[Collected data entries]
=== Section Start ===

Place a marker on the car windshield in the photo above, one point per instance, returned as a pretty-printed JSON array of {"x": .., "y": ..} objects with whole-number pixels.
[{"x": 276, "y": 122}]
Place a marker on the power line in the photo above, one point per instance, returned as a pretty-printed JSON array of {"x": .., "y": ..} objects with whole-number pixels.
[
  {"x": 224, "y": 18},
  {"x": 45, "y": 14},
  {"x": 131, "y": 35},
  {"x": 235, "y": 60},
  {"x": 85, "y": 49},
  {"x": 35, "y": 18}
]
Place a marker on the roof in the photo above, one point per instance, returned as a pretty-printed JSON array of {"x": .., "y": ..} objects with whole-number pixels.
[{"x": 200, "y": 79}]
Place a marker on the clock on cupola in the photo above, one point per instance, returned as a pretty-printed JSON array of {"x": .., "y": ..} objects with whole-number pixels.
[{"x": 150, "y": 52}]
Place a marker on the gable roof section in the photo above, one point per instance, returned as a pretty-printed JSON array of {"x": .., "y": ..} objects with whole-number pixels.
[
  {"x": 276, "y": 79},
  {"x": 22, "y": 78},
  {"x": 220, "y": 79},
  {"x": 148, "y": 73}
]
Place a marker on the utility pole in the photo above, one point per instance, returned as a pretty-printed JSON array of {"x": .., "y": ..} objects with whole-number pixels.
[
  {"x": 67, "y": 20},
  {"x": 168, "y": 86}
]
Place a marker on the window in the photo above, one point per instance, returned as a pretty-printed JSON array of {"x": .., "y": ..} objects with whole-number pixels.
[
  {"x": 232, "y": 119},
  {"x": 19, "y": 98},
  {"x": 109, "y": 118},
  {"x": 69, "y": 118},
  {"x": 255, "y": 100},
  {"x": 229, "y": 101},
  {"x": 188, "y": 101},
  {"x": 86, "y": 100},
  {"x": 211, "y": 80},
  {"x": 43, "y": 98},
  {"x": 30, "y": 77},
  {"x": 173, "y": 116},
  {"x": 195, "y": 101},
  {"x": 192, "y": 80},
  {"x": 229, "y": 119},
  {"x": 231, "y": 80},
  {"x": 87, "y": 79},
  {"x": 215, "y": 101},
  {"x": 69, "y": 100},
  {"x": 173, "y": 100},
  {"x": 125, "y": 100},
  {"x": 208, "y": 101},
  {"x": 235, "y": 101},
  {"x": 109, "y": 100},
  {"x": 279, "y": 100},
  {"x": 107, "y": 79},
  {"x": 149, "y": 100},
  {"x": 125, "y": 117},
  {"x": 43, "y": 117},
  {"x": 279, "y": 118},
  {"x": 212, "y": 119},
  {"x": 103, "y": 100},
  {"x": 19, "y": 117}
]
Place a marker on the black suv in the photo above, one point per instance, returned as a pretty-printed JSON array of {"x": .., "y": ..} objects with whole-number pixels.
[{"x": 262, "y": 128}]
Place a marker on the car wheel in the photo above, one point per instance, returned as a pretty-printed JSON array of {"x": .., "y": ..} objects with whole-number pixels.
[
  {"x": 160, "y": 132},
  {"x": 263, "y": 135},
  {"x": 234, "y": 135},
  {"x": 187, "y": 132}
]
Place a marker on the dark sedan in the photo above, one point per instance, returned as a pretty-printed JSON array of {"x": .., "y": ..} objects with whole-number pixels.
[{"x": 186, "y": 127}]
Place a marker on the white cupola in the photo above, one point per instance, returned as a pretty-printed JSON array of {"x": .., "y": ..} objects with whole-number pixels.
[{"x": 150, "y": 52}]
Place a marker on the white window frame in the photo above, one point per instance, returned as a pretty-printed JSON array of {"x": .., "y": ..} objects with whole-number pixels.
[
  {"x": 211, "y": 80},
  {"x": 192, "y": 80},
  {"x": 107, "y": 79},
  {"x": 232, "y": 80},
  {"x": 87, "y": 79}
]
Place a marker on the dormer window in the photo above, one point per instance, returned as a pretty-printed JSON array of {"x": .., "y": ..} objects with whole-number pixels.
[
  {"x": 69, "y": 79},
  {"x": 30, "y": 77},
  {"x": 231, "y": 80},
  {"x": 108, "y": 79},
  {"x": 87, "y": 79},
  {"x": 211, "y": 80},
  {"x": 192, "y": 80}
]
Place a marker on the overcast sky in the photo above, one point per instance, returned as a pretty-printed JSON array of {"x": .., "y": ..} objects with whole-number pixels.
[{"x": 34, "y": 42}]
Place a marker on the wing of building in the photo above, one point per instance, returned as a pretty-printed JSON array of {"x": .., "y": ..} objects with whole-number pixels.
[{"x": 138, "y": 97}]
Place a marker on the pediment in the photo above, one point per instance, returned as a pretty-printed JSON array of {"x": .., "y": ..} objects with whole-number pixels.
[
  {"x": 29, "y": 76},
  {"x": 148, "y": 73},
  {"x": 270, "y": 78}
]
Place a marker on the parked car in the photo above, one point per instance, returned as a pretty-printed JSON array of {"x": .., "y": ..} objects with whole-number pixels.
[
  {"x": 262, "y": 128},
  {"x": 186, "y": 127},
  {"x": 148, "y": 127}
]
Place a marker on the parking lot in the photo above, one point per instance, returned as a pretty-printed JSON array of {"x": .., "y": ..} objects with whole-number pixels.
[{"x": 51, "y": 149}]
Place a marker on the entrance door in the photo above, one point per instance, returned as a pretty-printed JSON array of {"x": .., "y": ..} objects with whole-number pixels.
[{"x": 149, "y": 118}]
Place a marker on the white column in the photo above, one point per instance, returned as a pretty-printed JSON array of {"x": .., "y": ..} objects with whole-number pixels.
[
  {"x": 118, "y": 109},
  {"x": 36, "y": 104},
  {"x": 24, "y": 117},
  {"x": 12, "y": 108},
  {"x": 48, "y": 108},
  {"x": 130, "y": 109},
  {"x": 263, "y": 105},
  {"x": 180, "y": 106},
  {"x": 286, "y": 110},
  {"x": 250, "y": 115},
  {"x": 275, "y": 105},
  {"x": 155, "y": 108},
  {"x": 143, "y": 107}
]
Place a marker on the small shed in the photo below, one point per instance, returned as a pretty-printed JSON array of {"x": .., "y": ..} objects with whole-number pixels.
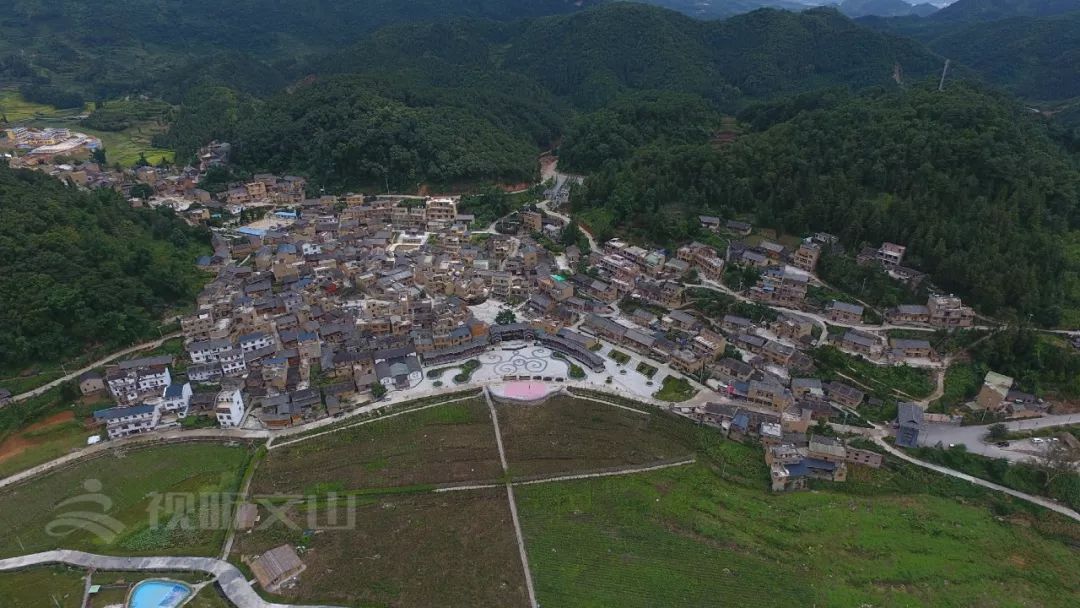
[{"x": 277, "y": 566}]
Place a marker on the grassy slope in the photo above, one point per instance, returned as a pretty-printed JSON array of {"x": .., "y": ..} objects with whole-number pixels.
[
  {"x": 122, "y": 147},
  {"x": 445, "y": 444},
  {"x": 129, "y": 480},
  {"x": 686, "y": 537},
  {"x": 58, "y": 588},
  {"x": 412, "y": 551},
  {"x": 567, "y": 435}
]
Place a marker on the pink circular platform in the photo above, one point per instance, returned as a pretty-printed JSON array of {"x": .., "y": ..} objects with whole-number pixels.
[{"x": 524, "y": 391}]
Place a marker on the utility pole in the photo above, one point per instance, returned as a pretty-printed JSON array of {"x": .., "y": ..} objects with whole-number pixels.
[{"x": 941, "y": 85}]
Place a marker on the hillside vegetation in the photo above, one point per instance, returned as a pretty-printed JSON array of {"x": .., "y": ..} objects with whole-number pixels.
[
  {"x": 468, "y": 100},
  {"x": 967, "y": 179},
  {"x": 80, "y": 270}
]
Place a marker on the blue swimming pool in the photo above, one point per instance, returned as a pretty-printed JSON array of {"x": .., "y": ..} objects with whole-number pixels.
[{"x": 159, "y": 594}]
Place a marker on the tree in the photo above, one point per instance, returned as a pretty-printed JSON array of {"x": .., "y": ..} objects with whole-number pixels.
[{"x": 998, "y": 432}]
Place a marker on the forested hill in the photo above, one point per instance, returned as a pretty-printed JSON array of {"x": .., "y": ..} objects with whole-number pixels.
[
  {"x": 80, "y": 269},
  {"x": 967, "y": 179},
  {"x": 1029, "y": 46},
  {"x": 468, "y": 100},
  {"x": 970, "y": 11},
  {"x": 73, "y": 50}
]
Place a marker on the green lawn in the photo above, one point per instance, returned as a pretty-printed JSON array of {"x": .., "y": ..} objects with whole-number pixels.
[
  {"x": 39, "y": 588},
  {"x": 675, "y": 390},
  {"x": 122, "y": 147},
  {"x": 883, "y": 381},
  {"x": 962, "y": 381},
  {"x": 17, "y": 109},
  {"x": 567, "y": 435},
  {"x": 439, "y": 445},
  {"x": 122, "y": 485},
  {"x": 690, "y": 537}
]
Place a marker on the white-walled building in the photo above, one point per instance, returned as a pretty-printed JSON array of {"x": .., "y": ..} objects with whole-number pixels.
[
  {"x": 255, "y": 341},
  {"x": 176, "y": 399},
  {"x": 125, "y": 421},
  {"x": 229, "y": 408},
  {"x": 207, "y": 351},
  {"x": 132, "y": 381}
]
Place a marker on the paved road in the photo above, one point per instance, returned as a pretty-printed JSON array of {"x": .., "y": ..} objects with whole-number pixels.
[
  {"x": 972, "y": 436},
  {"x": 513, "y": 503},
  {"x": 96, "y": 364},
  {"x": 945, "y": 471},
  {"x": 592, "y": 241},
  {"x": 231, "y": 580}
]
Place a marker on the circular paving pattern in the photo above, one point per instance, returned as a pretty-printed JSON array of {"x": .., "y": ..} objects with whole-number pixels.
[{"x": 518, "y": 362}]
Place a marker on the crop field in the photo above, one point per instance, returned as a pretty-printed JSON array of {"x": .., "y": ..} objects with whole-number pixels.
[
  {"x": 117, "y": 491},
  {"x": 420, "y": 550},
  {"x": 17, "y": 109},
  {"x": 122, "y": 147},
  {"x": 56, "y": 588},
  {"x": 440, "y": 445},
  {"x": 691, "y": 537},
  {"x": 571, "y": 435}
]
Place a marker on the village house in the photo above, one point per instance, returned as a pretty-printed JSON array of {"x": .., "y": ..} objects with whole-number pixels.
[
  {"x": 845, "y": 312},
  {"x": 994, "y": 393},
  {"x": 908, "y": 424},
  {"x": 904, "y": 348},
  {"x": 229, "y": 408},
  {"x": 806, "y": 257}
]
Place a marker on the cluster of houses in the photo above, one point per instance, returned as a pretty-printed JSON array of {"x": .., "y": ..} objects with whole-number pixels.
[
  {"x": 148, "y": 397},
  {"x": 39, "y": 146}
]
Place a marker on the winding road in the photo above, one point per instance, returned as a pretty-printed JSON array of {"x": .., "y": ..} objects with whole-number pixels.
[
  {"x": 145, "y": 346},
  {"x": 230, "y": 579}
]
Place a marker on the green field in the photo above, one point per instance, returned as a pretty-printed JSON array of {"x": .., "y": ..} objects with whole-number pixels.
[
  {"x": 453, "y": 549},
  {"x": 675, "y": 390},
  {"x": 39, "y": 588},
  {"x": 689, "y": 537},
  {"x": 122, "y": 485},
  {"x": 122, "y": 147},
  {"x": 18, "y": 110},
  {"x": 888, "y": 382},
  {"x": 440, "y": 445},
  {"x": 568, "y": 435}
]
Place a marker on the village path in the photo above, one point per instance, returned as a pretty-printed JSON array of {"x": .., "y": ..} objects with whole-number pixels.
[
  {"x": 513, "y": 503},
  {"x": 592, "y": 240},
  {"x": 145, "y": 346},
  {"x": 230, "y": 579},
  {"x": 1044, "y": 502}
]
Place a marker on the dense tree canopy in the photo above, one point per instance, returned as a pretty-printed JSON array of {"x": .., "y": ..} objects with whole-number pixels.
[
  {"x": 81, "y": 269},
  {"x": 967, "y": 179}
]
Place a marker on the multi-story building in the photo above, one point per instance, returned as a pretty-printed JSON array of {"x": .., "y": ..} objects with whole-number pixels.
[
  {"x": 806, "y": 257},
  {"x": 125, "y": 421},
  {"x": 229, "y": 408},
  {"x": 948, "y": 311},
  {"x": 132, "y": 381}
]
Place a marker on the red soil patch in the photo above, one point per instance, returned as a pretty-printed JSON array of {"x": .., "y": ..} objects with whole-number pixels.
[{"x": 17, "y": 444}]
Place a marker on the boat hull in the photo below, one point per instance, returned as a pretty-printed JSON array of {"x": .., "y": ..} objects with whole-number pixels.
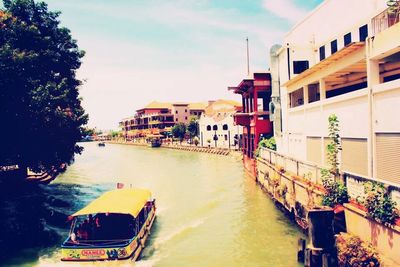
[{"x": 126, "y": 252}]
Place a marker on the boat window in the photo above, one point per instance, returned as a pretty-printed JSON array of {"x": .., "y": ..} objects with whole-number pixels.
[{"x": 97, "y": 228}]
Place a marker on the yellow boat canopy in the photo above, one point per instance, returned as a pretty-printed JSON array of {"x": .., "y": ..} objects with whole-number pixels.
[{"x": 124, "y": 201}]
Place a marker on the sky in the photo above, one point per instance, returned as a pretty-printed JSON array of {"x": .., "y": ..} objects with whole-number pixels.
[{"x": 171, "y": 50}]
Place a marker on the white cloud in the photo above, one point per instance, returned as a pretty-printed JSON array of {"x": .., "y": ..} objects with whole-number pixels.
[
  {"x": 204, "y": 54},
  {"x": 286, "y": 9}
]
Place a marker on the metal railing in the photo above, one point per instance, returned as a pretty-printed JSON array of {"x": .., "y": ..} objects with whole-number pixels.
[
  {"x": 306, "y": 170},
  {"x": 384, "y": 20}
]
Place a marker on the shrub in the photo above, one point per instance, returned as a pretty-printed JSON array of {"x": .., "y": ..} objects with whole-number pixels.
[
  {"x": 379, "y": 203},
  {"x": 336, "y": 193},
  {"x": 352, "y": 251}
]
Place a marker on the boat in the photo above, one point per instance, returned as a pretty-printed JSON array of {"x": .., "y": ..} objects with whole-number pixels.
[
  {"x": 114, "y": 226},
  {"x": 154, "y": 140}
]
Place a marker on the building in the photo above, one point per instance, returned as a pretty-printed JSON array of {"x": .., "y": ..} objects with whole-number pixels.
[
  {"x": 216, "y": 125},
  {"x": 344, "y": 59},
  {"x": 254, "y": 116},
  {"x": 158, "y": 117}
]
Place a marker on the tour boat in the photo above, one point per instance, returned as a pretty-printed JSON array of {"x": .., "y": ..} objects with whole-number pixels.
[
  {"x": 154, "y": 140},
  {"x": 114, "y": 226}
]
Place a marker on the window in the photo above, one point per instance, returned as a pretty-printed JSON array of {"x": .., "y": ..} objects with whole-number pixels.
[
  {"x": 333, "y": 47},
  {"x": 347, "y": 38},
  {"x": 313, "y": 92},
  {"x": 363, "y": 32},
  {"x": 300, "y": 66},
  {"x": 322, "y": 53},
  {"x": 296, "y": 98}
]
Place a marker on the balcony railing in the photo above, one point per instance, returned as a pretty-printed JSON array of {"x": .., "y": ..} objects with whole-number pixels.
[{"x": 386, "y": 19}]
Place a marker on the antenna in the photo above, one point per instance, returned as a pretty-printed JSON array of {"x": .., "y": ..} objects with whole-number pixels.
[{"x": 248, "y": 59}]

=== Section End ===

The required output is every line of the entries, starting at the one that contains "Place a marker on the antenna" and ending at the last, copied exactly.

Place a marker on the antenna in the photo above, one point per instance, returned as a pretty-printed JSON array of {"x": .., "y": ..} objects with whole-number pixels.
[{"x": 248, "y": 59}]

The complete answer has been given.